**Collected data**
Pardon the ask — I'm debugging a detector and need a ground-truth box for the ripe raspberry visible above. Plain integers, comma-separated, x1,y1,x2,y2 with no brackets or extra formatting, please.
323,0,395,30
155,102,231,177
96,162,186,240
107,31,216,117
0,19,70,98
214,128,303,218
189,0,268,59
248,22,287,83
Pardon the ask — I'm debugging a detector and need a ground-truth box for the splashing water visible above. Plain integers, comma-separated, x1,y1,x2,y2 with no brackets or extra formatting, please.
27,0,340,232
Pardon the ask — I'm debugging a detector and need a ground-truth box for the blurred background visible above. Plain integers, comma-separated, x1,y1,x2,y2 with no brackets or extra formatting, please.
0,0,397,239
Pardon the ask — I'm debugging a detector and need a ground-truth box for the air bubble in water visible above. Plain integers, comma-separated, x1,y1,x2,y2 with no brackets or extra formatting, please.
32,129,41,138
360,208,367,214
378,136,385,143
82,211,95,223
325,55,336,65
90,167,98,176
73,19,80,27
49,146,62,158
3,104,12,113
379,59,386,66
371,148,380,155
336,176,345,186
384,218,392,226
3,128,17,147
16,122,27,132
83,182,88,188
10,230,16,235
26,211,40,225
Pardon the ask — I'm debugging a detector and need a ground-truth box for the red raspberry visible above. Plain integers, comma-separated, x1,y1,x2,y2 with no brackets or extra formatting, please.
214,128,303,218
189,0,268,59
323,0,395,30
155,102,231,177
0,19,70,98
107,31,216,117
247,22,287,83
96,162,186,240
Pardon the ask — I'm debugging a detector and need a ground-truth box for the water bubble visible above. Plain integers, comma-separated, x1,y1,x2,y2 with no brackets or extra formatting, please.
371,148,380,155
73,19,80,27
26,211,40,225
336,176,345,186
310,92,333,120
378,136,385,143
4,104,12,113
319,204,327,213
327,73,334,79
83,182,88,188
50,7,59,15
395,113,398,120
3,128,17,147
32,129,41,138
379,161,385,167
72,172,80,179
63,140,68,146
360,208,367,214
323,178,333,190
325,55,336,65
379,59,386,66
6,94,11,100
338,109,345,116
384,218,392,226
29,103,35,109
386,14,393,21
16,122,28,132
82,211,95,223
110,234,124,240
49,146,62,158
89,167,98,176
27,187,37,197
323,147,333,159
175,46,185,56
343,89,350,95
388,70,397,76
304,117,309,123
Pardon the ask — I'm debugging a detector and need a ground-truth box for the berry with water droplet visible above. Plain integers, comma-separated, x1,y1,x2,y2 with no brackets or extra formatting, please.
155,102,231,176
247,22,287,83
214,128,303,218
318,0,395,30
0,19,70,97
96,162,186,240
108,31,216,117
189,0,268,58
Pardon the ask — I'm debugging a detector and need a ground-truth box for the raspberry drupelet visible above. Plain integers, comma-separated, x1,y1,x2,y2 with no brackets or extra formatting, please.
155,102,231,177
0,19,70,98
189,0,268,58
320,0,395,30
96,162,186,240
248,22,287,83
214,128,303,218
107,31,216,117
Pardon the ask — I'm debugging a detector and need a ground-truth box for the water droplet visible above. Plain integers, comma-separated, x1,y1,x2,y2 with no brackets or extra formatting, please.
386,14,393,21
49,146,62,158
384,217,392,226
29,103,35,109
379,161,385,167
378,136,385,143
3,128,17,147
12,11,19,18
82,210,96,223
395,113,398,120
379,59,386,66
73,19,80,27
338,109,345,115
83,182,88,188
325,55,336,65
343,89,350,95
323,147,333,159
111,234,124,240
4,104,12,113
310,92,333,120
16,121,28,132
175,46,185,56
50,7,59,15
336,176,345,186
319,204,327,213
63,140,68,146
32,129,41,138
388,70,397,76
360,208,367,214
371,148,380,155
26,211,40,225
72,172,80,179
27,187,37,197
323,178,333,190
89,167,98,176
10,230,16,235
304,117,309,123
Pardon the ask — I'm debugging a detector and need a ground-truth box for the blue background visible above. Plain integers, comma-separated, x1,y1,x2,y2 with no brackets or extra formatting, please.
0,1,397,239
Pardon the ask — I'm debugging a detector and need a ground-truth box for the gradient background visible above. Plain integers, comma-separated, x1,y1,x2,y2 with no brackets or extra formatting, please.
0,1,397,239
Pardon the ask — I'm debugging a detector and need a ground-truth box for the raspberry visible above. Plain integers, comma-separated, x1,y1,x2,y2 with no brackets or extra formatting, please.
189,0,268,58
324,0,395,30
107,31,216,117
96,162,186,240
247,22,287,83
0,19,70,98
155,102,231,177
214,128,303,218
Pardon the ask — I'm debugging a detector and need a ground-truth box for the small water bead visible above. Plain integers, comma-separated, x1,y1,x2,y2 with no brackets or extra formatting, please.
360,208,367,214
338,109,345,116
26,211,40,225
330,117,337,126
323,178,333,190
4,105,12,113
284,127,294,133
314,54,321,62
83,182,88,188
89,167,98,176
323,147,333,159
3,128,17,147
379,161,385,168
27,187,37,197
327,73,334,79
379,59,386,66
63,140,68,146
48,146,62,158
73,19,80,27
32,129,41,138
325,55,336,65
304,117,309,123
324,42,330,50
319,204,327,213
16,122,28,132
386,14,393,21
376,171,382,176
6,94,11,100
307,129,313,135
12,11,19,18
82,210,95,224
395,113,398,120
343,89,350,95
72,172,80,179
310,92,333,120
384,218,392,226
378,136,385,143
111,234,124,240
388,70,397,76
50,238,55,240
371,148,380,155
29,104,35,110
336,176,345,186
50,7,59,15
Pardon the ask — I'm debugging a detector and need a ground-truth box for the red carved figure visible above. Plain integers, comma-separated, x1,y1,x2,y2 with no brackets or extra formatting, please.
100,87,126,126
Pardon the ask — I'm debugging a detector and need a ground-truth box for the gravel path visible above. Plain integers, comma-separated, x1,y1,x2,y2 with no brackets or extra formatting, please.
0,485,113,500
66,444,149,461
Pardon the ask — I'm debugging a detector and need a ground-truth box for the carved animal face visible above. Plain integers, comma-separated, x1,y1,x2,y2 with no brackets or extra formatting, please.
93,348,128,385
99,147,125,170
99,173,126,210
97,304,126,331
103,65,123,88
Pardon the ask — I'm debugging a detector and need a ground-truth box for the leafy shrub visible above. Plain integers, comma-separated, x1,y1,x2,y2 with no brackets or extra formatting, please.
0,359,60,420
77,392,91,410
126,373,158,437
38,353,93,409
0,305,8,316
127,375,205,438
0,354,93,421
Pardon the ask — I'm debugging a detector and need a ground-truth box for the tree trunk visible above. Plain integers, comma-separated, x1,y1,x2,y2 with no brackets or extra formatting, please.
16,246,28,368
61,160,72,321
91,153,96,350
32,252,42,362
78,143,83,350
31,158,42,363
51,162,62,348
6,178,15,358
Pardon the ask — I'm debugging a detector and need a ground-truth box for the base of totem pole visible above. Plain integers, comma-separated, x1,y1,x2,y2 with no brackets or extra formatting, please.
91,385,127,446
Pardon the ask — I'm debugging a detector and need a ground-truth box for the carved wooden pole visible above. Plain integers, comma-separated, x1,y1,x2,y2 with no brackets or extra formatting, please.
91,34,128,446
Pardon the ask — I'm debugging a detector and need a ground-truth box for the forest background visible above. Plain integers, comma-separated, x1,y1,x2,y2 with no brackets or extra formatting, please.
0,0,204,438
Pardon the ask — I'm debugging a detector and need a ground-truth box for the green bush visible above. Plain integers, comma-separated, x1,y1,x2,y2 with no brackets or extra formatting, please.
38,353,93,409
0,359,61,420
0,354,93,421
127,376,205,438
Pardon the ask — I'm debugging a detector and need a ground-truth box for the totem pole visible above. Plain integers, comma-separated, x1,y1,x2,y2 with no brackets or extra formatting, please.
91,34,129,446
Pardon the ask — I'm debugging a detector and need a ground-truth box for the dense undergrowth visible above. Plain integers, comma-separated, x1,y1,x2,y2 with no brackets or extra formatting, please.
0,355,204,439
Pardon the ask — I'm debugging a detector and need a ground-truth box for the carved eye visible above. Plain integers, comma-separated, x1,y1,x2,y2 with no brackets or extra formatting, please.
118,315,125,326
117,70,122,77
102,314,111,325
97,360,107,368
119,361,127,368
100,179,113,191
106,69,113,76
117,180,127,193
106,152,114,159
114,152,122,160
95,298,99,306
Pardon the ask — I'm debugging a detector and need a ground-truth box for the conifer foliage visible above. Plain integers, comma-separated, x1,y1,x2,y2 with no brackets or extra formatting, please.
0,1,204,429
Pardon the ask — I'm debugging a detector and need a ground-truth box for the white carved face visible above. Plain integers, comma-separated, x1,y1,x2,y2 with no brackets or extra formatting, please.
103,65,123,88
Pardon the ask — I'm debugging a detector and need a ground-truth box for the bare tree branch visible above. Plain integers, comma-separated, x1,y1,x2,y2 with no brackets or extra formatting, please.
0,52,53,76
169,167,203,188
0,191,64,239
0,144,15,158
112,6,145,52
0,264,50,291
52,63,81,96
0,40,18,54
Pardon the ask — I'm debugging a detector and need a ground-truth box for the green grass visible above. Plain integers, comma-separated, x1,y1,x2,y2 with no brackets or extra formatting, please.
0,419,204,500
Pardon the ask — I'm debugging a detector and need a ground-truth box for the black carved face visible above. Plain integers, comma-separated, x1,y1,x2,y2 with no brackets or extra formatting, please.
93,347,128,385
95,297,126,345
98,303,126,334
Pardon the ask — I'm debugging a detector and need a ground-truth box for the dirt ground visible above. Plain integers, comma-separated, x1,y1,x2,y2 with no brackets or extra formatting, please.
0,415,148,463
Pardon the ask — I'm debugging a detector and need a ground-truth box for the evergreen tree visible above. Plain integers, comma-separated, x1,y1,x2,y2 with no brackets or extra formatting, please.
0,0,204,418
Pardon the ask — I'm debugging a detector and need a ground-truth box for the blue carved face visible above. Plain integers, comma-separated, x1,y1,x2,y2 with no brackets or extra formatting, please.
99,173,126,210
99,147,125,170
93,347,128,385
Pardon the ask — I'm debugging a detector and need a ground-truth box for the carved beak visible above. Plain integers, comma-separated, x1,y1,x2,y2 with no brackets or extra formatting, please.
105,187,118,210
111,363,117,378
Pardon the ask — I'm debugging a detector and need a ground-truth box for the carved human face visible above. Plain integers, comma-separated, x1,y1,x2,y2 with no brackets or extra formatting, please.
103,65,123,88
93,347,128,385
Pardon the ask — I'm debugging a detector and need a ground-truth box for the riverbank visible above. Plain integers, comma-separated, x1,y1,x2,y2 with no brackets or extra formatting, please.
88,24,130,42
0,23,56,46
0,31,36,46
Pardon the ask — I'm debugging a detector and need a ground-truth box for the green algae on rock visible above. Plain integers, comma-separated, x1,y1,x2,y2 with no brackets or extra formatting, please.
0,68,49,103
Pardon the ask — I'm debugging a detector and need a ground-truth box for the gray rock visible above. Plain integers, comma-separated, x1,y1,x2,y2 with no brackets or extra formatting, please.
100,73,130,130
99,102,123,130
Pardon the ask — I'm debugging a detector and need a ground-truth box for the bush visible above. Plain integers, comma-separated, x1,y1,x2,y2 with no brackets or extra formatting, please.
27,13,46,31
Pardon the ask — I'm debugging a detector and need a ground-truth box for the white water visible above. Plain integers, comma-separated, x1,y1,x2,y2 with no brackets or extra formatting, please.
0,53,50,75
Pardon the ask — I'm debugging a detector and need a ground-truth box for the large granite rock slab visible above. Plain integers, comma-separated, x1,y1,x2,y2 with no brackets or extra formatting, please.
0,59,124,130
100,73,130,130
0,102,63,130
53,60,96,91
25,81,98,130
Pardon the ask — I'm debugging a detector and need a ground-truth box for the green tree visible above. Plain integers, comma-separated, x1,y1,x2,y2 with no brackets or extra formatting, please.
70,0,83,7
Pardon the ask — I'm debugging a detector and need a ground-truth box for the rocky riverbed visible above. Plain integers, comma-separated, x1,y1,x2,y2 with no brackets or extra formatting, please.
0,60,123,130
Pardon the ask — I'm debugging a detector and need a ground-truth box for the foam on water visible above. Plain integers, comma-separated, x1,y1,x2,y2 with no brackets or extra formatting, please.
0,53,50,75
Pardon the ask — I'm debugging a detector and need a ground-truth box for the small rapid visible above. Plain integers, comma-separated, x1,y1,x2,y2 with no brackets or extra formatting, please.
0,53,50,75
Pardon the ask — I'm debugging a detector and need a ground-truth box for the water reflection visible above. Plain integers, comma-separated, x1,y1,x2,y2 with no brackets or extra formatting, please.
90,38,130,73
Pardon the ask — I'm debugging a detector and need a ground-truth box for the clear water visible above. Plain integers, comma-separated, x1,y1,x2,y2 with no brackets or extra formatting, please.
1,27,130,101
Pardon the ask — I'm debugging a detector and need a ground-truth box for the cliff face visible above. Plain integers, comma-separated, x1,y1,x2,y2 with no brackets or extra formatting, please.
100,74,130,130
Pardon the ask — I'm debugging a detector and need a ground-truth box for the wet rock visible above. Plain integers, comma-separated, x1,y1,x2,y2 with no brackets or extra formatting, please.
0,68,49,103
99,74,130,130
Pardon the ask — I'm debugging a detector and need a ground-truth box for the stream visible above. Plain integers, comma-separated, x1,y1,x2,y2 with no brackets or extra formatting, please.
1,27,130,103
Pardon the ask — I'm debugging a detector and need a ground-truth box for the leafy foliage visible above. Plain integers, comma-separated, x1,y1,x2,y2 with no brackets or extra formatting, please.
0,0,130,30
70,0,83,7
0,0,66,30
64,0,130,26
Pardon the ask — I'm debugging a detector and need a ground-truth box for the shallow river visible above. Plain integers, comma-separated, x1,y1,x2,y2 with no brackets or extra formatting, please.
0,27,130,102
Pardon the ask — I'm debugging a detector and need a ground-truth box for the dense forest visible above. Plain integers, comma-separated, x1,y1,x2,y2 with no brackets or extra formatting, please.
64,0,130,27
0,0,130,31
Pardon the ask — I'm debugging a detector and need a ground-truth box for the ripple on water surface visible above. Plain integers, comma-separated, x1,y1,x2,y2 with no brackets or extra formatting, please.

**TRY IT**
Exactly the lines from the one containing "the leafy foliage" through the final line above, and only those, should be given again.

**EXERCISE RESULT**
Pardon the ask — I'm debugging a detector and need a ground-truth box for the leafy foliage visible above. Plain integers, comma-separated, x1,y1,x2,y2 with no brackets or extra formatting, please.
0,0,130,30
70,0,83,7
0,0,66,30
64,0,130,26
Pardon the ask — I'm debugging a detector and need a ground-truth box for the shallow river visible above. Plain integers, comma-separated, x1,y1,x2,y2 with no brackets or extra formatting, please.
0,27,130,102
Pardon the ask — I'm debugging a detector and need a ground-truth box for the dense forest visible above. Plain integers, comma-separated, x1,y1,x2,y2 with no brackets or extra formatting, please.
64,0,130,27
0,0,130,31
Pardon the ask — I'm debugging a detector and need a ground-truth box for the ripple on water surface visible above. Plain integers, comma-separated, x1,y1,x2,y2 with no brackets or extra formatting, please.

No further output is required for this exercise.